Work to be completed:
Print exactly the lines from the one containing "In this photo, each instance of the blue blurred" through the last line of the listing, both included.
[Begin Data listing]
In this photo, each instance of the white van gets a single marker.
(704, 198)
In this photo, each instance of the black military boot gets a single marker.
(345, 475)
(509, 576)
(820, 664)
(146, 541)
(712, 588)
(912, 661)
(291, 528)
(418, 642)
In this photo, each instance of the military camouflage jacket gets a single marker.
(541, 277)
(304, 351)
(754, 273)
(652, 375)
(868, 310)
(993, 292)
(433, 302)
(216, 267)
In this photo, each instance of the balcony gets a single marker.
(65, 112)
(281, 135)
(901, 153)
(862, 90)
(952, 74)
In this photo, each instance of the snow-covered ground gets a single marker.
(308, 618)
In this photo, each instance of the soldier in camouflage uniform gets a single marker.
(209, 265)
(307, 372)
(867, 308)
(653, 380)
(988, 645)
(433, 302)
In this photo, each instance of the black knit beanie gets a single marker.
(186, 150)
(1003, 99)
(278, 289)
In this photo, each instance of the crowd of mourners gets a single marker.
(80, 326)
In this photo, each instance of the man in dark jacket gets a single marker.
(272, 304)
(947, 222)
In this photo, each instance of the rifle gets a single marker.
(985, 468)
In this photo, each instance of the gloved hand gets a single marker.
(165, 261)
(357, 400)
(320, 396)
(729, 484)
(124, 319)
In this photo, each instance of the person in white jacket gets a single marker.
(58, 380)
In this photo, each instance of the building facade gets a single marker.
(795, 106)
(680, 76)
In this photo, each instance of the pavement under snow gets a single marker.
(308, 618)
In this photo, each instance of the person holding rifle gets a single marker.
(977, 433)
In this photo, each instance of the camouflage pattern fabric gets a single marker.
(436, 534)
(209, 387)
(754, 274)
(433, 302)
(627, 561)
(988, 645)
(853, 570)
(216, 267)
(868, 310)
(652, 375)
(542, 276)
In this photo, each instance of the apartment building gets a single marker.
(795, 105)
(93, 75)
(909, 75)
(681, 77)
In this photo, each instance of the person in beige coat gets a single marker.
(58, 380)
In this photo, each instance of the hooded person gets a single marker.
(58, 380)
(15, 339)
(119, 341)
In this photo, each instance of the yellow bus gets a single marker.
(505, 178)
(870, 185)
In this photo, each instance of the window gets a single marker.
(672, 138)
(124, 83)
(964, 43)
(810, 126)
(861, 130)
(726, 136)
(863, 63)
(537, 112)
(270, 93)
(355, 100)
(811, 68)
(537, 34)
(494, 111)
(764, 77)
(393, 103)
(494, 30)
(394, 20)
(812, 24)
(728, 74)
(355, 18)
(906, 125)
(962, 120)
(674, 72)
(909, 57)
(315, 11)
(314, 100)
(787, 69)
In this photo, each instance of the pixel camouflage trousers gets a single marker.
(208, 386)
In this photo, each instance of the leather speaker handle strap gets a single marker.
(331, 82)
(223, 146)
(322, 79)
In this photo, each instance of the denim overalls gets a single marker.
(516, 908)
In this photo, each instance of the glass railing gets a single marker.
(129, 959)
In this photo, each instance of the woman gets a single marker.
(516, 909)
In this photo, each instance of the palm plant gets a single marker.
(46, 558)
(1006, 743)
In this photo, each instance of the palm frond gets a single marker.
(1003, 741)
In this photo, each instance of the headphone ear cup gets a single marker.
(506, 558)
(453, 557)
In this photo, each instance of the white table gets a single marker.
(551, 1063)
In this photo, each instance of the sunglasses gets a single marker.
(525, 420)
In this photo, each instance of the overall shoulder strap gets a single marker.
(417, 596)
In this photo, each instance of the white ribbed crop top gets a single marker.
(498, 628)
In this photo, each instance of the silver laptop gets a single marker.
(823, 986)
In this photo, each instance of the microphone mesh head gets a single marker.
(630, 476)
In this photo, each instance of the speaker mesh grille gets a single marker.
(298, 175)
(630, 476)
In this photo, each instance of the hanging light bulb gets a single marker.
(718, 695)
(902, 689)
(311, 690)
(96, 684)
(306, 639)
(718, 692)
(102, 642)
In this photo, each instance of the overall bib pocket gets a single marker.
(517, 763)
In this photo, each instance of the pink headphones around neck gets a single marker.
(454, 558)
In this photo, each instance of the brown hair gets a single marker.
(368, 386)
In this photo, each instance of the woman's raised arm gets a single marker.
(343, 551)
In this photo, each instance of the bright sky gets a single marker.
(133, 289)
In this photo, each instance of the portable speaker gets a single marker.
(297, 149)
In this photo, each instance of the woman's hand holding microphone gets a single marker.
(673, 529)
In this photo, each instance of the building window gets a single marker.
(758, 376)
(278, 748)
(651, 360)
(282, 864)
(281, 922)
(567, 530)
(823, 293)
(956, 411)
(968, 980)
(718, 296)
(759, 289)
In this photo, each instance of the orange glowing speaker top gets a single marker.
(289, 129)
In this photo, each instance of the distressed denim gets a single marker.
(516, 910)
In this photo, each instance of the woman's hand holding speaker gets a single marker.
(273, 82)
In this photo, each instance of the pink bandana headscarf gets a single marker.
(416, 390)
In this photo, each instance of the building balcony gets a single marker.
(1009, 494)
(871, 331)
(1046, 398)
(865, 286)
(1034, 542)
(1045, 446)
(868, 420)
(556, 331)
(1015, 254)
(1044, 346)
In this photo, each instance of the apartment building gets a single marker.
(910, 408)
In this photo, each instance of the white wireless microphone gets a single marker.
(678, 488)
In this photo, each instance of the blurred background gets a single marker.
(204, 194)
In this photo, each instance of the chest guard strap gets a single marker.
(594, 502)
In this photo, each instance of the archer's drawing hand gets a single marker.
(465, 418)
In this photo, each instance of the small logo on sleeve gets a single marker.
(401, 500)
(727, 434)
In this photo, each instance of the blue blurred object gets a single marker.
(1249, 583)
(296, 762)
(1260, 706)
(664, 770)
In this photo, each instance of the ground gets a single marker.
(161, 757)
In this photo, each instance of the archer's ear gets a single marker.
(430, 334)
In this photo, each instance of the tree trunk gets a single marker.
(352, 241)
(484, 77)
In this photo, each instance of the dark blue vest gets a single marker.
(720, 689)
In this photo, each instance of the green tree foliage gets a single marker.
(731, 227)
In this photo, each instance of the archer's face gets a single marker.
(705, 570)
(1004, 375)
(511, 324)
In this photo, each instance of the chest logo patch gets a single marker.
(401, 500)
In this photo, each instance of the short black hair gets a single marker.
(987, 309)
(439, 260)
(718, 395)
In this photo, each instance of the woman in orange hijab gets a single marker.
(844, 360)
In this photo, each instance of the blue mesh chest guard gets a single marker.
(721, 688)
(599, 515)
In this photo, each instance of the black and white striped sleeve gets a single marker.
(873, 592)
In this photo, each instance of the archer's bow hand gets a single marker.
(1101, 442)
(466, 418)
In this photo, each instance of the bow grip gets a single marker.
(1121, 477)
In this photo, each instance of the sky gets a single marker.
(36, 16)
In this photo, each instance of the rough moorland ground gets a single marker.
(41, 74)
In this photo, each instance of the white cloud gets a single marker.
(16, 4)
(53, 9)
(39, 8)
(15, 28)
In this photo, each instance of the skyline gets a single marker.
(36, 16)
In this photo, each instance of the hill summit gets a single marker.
[End Data listing]
Final result:
In this photo, each instance of the blue blurred object gets a single marker.
(1249, 583)
(296, 762)
(1260, 706)
(664, 770)
In this photo, each instance of the ground gets a single marker.
(161, 757)
In this photo, each instance of the archer's ear gets a single marker.
(430, 334)
In this photo, each instance of the tree trunk gets a single marker.
(352, 241)
(484, 77)
In this photo, each instance of the dark blue vest gets a single marker.
(720, 689)
In this photo, each instance of the green tree foliage gets a single marker.
(731, 227)
In this photo, each instance of the archer's face gets a single marker.
(705, 570)
(1004, 375)
(511, 324)
In this photo, each instance of the chest logo patch gets a single marker.
(401, 500)
In this photo, each instance of the short black hair gets a single marker.
(987, 309)
(439, 260)
(718, 395)
In this photo, each instance of the woman in orange hijab gets a single marker.
(844, 360)
In this photo, each instance of the blue mesh chest guard gets a single marker.
(721, 688)
(599, 515)
In this photo, each instance of the black and white striped sleeve gets a single marker.
(873, 592)
In this photo, each instance of the archer's bow hand gets a single marker.
(1101, 442)
(466, 418)
In this photo, each instance of the bow grip gets a single marker.
(1121, 477)
In this photo, each instance of the sky gets a single marker.
(36, 16)
In this photo, each instance of the rough moorland ground gets a single marker.
(41, 74)
In this photo, each instance of the white cloud gets a single marker.
(16, 4)
(53, 9)
(39, 8)
(15, 28)
In this photo, each instance of the skyline gets a single marker.
(36, 16)
In this photo, each instance of the hill summit gets a single marker.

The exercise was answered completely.